> [Your objective] Print every row below exactly as it stands, leaving out the pictures.

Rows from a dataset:
****************************************
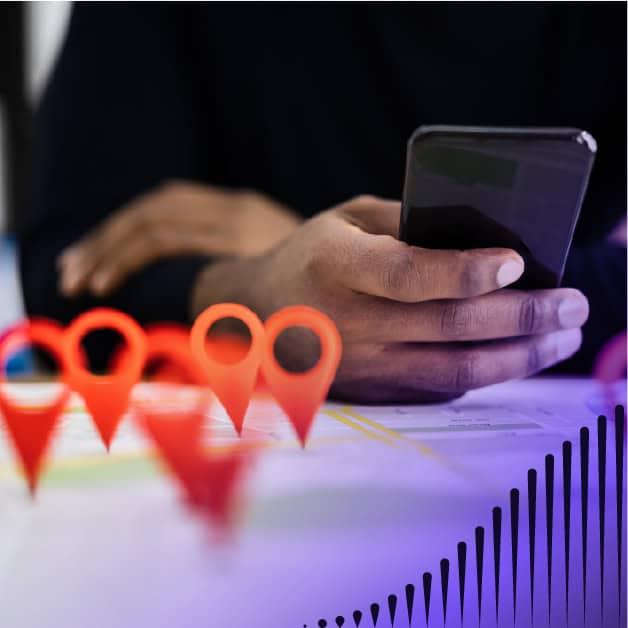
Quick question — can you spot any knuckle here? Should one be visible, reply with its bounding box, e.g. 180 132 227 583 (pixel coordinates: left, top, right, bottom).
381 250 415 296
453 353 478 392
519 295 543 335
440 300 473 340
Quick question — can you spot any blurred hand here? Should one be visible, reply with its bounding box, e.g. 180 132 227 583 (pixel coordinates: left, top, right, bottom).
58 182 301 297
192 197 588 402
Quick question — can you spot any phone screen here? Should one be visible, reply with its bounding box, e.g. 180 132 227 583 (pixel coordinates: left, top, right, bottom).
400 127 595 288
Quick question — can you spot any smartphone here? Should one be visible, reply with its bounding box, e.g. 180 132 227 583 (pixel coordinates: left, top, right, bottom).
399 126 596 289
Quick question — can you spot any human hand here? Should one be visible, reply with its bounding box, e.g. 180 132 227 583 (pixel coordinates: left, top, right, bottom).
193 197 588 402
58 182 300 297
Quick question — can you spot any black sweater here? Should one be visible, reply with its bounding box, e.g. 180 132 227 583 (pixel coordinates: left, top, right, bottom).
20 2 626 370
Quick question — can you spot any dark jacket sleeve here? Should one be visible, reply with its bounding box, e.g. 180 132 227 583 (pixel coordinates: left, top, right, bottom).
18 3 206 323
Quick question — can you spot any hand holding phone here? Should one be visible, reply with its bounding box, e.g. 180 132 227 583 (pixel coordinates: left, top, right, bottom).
****************************************
> [Result of the task]
Quick question — can you spot any knuckle here? Should one be visible, reply with its bounding box, e.g. 180 132 227 583 (pixel coordinates: left, top, right, bottom).
381 250 415 296
453 353 478 392
519 295 543 335
440 300 473 340
Quick question — can you spot any blurred hand here? Should one be visible, reply with its bounding box, e.g. 180 132 227 583 (pixel coordinates: left, top, right, bottom).
58 182 301 297
192 197 588 402
Quick question — can you spot any phone screen here? Should one be visible, reply with its bounding box, e.g. 180 132 227 583 (pixel coordinates: left, top, right, bottom).
400 127 595 288
Quick question — can you spot any smartphone here? Should one be visible, reply with its bounding box, e.g. 180 132 227 583 (pixel coordinates: left, top, right, bottom).
399 126 596 289
Quick question — can you spot any human hand here? Should one be visible, reply with its bounding box, e.g. 180 132 227 583 (pixel coordinates: left, top, right, bottom).
193 197 588 402
58 182 300 297
Quick question — can you spot any black sweater here? Should one be visible, reply with its bounding box, e.g. 180 132 227 583 (pixel coordinates: left, top, right, bottom).
20 2 626 370
Quick question — can you spot any dark jacket sleeve here? Should one be visible, reply with its bounding box, e.g. 180 132 227 583 (pixel coordinates: left, top, right, bottom).
18 3 206 323
Quick question — can you spot any hand holding phone here? Should one be visible, reply with its bounding box, e.g. 180 132 227 583 (pixel coordinates: left, top, right, bottom).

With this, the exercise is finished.